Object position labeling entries
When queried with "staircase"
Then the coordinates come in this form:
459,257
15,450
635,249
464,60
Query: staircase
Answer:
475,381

[Stated problem] Recast every line of the records as a numbered list, leaving out any blank lines.

[Reply to the exercise]
1. When queried with "staircase"
2. Then the coordinates come in this form:
3. 459,257
4. 15,450
5. 635,249
6. 464,60
7. Query: staircase
8. Answer:
9. 475,381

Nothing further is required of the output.